━━━ Source records
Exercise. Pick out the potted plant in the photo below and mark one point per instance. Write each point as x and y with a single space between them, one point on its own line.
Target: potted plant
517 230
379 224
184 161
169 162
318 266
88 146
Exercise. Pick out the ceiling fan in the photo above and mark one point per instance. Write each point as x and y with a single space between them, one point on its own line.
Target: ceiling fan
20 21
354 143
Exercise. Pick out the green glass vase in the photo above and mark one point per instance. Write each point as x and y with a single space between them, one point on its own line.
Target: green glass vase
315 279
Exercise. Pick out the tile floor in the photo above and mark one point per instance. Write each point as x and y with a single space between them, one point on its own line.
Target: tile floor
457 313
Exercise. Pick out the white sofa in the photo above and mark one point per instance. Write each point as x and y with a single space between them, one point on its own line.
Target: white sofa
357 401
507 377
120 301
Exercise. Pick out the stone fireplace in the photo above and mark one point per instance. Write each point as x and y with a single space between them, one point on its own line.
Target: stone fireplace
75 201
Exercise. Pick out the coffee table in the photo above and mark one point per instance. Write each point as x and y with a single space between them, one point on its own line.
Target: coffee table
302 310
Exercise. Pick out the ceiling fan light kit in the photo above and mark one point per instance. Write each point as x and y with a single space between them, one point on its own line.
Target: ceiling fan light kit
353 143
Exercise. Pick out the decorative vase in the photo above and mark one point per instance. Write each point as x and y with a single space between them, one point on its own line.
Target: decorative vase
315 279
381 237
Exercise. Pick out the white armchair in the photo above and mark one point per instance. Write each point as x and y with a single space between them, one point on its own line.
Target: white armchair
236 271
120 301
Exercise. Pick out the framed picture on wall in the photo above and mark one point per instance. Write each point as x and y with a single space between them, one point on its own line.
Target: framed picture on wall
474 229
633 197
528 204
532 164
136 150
━━━━━━
The entries above must be copied verbatim. Leave none out.

Exercise. Pick out the potted plant in the photo below and mark one point per instance. Write each point as x and y with a single space between them, one point on its own line.
Target: potted plant
517 230
379 224
184 161
169 162
318 266
88 146
Exercise. Pick out the ceiling fan in the photo above and mark one point per instance. Write each point as x and y with a single space between them, one point on its own line.
Target: ceiling fan
20 21
354 143
Exercise. Pick out the green glass vase in the photo above and mark one point per instance. Write each point as x and y with a single space between them, one point on its own line.
Target: green glass vase
315 279
Exercise. Pick out the tile floor in the photo above and mark one point per instance. Write each point as x and y with a single space between them, one point on its own line.
Target: tile floor
457 313
Exercise. Pick out the white sofa in the photo above and mark one point per instance. Write each point as x and y with a single space between them, one point on its own line.
Target: white sofa
357 401
507 377
120 301
Exercise. Pick out the stone fireplace in the photo above and mark one point per instance. Write each point as x and y with a single space between them, one point on its own line.
Target: stone fireplace
75 201
Exercise. Pick out the coffee table in the photo above and mark one point per instance. Write each point as x and y with a single space between them, one point on its own line.
Target: coffee table
302 310
Exercise. Pick out the ceiling fan light kit in the photo above and mark one point per instance. Write each point as x and y with a single space between them, one point on its own line.
Target: ceiling fan light kit
353 143
Exercise. Pick out the decorative vase in the photo above and mark one point per instance. Write each point as x and y with a single space between them, one point on its own line.
Target: decorative vase
315 279
381 237
Exercise. Pick out the white armchair in the photo above and mark one point per instance. Write each point as x and y with a single space between them, one point on its own line.
Target: white armchair
236 271
120 301
Exercise. Pick out the framed picture on wall in the photo above and mark one point per instance. Write each point as x and y with a single space between them, one point on its own line.
Target: framed picture on wall
474 229
633 197
528 204
532 164
136 150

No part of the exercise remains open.